Recast the lines below as a numbered list, omitting any blank lines.

■ ■ ■ ■ ■ ■ ■

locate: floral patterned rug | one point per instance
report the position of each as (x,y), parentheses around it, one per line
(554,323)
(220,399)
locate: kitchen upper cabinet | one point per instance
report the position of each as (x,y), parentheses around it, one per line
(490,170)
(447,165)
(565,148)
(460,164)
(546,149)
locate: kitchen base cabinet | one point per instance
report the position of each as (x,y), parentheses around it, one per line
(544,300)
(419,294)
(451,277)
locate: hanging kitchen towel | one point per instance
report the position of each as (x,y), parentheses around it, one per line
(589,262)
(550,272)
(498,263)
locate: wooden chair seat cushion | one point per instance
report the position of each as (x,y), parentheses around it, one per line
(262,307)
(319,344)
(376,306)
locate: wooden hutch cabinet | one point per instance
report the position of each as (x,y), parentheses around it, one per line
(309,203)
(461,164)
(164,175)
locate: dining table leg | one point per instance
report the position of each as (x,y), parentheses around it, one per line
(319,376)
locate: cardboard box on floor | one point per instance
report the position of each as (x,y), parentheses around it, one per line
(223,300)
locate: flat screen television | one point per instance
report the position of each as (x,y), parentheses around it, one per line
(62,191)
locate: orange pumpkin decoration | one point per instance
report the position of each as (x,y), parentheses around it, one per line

■ ■ ■ ■ ■ ■ ■

* In response *
1. locate: floral patterned rug | one point per instance
2. report the position of each as (x,y), parentheses around it, one per line
3. (554,323)
4. (220,399)
5. locate: kitchen upper cabinet | one point per instance
6. report the position of each as (x,y), parentheses around it, one per line
7. (490,170)
8. (447,165)
9. (565,148)
10. (460,164)
11. (546,149)
12. locate: kitchen base cabinet | one point per instance
13. report the position of each as (x,y), parentheses around it, one per line
14. (544,300)
15. (419,294)
16. (451,277)
17. locate: hanging kitchen towel | one point per instance
18. report the position of each as (x,y), parentheses around it, one per line
19. (589,262)
20. (550,272)
21. (498,263)
22. locate: wooden chair seat cushion | one point per instance
23. report the position of each as (x,y), parentheses around it, one per line
24. (262,307)
25. (319,344)
26. (376,306)
27. locate: wooden hutch cabinet | one point per instance
28. report the position of each as (x,y), parentheses around it, one per line
29. (309,203)
30. (461,164)
31. (164,175)
32. locate: dining table leg | one point per instance
33. report the position of each as (x,y), parentheses around it, one per line
34. (319,376)
35. locate: cardboard box on floor | one point per instance
36. report the position of each as (x,y), parentheses around it, one per line
37. (223,300)
38. locate: flat screen television | one point per instance
39. report the position of each as (x,y), parentheses around it, one per line
40. (62,191)
41. locate: orange pumpkin decoration | one point per instance
42. report the position of each as (x,y), parentheses around it, one per line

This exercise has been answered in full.